··· TEXT BLOCK
Table of Contents
There was only one woman among the 17 students who graduated in medicine in 1938 and became resident medical officers in the Adelaide Hospital in February 1939. All of us, except for her and two of the men, enlisted in the Army or Air Force when they finished their year of residence. I was not a pacifist and I thought that there was no alternative to war with Hitler. With hindsight, I realise that I would have faced serious problems of conscience if I had been in any service other than the medical corps and had had to kill another person. Of course, I would not have been alone in that, it was just so much easier to serve as a medico.
As early as December 1939, it had been decided that Australian troops would initially be sent to Palestine, and the advance party had arrived there in early January. I knew that a number of unusual infectious diseases that occurred in tropical and semitropical countries were found in the Middle East, and I wanted to have the chance to be something other than a regimental or field ambulance medical officer. In 1939, resident medical officers at Adelaide Hospital received board and lodging and about £5 a week, plus a bonus of £200 if they stayed on for the full year, i.e., until February. I used the bonus to go to Sydney and study for the Diploma of Tropical Medicine (DTM), a three-month course available in Australia only at the School of Public Health and Tropical Medicine at the University of Sydney. I stayed at St Andrew's College, which was on the University grounds. My best friend there was Edgar Mercer, who had been at Adelaide High School a couple of years ahead of me. He had a flat in King's Cross and we used to go there most weekends. Coming from Adelaide, which has hot but dry nights, I found Sydney's humid nights during February hard to take. I worked for three months at the School of Public Health and Tropical Medicine, where, amongst others, I met Ted (later Sir Edward) Ford, who was lecturer in bacteriology. He had been a close personal friend and admirer of my mentor in physical anthropology, Wood Jones, and Ted and I were later to work as colleagues in malaria control in New Guinea. While there I also played for the Sydney University hockey team. Altogether, I greatly enjoyed my time there. Returning home to Adelaide in April, I finally enlisted as a captain in the Australian Army Medical Corps on 9 May, 1940, commencing duty with the 2/6 Australian Field Ambulance on 12 June, 1940.
······
#### [EXERCISES TO COMPLETE]
[a] Substitute "conscientious objector" for "pacifist" in the account of the writer's medical training and enlistment, and write out the part starting with "Table of Contents" and going on through "as a medico.".
[b] Summarize the account of the writer's medical training and enlistment in two sentences.
··· ENTRIES PROVIDED
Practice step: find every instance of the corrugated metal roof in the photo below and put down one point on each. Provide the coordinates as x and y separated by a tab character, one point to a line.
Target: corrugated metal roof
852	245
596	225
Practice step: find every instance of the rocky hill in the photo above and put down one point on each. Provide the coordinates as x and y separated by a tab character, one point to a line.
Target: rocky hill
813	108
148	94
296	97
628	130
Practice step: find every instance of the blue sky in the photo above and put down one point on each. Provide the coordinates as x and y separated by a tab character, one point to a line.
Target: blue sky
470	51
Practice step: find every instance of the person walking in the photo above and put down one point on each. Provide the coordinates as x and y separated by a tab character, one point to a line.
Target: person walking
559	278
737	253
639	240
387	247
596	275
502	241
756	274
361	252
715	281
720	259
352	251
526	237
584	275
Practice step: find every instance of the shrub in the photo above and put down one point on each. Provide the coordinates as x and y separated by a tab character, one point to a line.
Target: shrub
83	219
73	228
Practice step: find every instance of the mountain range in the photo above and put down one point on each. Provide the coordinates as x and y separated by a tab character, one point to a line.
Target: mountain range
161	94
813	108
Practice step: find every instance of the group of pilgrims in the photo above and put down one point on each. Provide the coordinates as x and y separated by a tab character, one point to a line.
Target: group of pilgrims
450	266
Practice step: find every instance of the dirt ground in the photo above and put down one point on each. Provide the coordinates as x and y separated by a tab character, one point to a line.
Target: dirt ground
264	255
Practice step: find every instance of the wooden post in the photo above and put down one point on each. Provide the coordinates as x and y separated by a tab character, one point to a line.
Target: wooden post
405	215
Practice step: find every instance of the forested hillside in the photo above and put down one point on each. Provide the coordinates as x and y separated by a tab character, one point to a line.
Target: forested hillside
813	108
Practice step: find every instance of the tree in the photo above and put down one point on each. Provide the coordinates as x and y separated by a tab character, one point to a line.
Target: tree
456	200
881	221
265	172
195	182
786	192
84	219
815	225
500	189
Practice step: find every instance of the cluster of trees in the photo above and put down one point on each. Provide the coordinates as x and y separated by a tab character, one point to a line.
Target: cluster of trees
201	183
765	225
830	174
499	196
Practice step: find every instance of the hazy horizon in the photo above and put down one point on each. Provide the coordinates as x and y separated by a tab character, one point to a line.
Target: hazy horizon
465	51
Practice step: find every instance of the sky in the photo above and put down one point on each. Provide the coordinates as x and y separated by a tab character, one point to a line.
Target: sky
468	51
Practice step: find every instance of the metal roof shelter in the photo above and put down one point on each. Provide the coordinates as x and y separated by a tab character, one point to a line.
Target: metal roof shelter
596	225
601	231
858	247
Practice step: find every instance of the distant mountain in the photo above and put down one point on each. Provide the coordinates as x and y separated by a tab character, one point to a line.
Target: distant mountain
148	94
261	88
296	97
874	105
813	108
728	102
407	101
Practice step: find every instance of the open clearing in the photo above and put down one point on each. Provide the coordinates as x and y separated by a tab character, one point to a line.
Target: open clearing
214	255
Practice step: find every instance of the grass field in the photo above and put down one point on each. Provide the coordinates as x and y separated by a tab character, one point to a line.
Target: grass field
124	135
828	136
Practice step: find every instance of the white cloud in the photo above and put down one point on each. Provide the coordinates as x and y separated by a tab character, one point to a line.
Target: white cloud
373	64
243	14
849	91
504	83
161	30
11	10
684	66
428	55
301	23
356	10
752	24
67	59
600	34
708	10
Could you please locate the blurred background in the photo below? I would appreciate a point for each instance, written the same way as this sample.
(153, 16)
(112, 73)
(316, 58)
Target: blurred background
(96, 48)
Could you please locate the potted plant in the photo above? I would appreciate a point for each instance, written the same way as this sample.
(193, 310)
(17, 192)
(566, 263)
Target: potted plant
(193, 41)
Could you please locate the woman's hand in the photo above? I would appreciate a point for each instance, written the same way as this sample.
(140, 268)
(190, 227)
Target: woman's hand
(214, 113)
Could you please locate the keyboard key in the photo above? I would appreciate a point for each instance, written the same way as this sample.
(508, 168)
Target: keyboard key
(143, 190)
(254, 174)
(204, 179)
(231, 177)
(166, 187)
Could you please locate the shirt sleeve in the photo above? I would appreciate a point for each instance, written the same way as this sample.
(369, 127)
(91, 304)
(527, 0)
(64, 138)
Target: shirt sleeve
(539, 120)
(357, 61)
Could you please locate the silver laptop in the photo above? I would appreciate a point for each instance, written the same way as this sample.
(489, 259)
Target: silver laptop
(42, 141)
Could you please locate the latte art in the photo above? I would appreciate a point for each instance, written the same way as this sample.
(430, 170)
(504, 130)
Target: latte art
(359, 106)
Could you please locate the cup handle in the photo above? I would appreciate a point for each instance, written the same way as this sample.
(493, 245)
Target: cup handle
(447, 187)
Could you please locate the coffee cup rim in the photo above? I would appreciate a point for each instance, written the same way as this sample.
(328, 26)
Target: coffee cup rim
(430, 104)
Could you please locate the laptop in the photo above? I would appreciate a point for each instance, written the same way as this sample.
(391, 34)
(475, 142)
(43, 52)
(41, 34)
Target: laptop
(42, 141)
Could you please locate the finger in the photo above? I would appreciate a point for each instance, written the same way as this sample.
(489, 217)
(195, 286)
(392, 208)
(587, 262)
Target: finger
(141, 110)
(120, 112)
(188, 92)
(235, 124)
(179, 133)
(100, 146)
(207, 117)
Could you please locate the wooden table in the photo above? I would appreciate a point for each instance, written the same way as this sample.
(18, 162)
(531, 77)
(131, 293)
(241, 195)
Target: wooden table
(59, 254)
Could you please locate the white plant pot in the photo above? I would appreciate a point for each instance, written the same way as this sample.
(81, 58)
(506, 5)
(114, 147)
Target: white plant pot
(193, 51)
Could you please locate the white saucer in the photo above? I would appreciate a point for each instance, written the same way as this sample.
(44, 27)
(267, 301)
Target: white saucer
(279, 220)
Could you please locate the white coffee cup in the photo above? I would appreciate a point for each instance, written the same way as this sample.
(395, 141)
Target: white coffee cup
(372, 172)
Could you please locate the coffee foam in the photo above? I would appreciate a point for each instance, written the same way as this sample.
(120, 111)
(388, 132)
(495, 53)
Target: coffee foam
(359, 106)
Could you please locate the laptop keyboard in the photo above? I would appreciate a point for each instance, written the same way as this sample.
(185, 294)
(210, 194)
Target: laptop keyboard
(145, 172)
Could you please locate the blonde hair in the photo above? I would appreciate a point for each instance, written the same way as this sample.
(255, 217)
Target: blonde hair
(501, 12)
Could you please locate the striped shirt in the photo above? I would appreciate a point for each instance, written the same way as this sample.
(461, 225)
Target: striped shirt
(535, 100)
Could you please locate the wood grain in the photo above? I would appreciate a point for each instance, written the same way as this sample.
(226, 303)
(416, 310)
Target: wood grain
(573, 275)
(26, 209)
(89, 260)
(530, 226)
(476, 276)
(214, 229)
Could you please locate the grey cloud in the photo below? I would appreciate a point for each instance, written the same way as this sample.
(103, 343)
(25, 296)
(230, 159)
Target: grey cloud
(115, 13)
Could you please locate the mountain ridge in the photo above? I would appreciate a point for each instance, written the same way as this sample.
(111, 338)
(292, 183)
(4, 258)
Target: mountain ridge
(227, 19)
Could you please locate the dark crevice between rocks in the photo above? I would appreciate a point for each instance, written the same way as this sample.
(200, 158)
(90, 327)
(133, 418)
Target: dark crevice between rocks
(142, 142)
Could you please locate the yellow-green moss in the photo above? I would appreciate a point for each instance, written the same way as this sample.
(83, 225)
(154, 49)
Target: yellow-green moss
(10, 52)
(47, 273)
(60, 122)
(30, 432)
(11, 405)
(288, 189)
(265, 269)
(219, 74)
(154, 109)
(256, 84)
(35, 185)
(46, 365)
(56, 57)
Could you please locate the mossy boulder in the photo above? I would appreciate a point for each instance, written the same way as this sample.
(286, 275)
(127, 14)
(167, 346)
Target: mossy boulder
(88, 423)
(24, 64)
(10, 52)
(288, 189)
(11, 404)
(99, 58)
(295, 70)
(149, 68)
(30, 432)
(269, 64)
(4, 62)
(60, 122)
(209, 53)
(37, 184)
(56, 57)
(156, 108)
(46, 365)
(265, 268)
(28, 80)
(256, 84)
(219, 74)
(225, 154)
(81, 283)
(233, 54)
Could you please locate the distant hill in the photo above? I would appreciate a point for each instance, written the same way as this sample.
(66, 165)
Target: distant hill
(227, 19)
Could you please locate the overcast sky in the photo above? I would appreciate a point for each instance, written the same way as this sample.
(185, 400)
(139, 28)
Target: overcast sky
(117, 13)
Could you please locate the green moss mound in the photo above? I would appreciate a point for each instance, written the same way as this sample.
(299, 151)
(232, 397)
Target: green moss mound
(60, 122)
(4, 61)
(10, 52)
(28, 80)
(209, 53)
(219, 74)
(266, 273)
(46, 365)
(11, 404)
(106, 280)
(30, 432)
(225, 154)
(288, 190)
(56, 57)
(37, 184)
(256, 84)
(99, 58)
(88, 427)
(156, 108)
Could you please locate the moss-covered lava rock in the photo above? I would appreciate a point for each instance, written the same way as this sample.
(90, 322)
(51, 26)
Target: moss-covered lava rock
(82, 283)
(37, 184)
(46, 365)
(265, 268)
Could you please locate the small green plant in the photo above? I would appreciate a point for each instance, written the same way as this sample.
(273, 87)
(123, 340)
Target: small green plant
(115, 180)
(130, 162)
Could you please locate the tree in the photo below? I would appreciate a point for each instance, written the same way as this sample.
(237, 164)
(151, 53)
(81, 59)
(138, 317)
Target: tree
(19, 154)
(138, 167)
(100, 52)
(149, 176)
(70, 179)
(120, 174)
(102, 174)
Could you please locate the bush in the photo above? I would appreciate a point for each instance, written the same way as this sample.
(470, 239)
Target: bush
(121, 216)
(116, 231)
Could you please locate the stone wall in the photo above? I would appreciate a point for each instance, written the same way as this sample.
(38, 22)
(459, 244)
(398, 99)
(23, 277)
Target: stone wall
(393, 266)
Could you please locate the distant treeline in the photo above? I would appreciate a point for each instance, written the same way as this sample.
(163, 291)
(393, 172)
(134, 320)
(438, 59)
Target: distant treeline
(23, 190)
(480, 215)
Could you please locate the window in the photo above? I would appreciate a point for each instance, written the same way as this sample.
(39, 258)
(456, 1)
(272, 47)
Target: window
······
#### [RESPONSES IN ORDER]
[a]
Table of Contents
There was only one woman among the 17 students who graduated in medicine in 1938 and became resident medical officers in the Adelaide Hospital in February 1939. All of us, except for her and two of the men, enlisted in the Army or Air Force when they finished their year of residence. I was not a conscientious objector and I thought that there was no alternative to war with Hitler. With hindsight, I realise that I would have faced serious problems of conscience if I had been in any service other than the medical corps and had had to kill another person. Of course, I would not have been alone in that, it was just so much easier to serve as a medico.

[b] Of the 17 students who graduated in medicine in 1938 and became resident medical officers at the Adelaide Hospital, all but the one woman and two of the men enlisted in the Army or Air Force after their year of residence, and the writer, who was not a pacifist, found it easier to serve as a medico. The writer used the residence bonus to study for the Diploma of Tropical Medicine at the University of Sydney for three months, then enlisted as a captain in the Australian Army Medical Corps on 9 May, 1940, and began duty with the 2/6 Australian Field Ambulance on 12 June, 1940.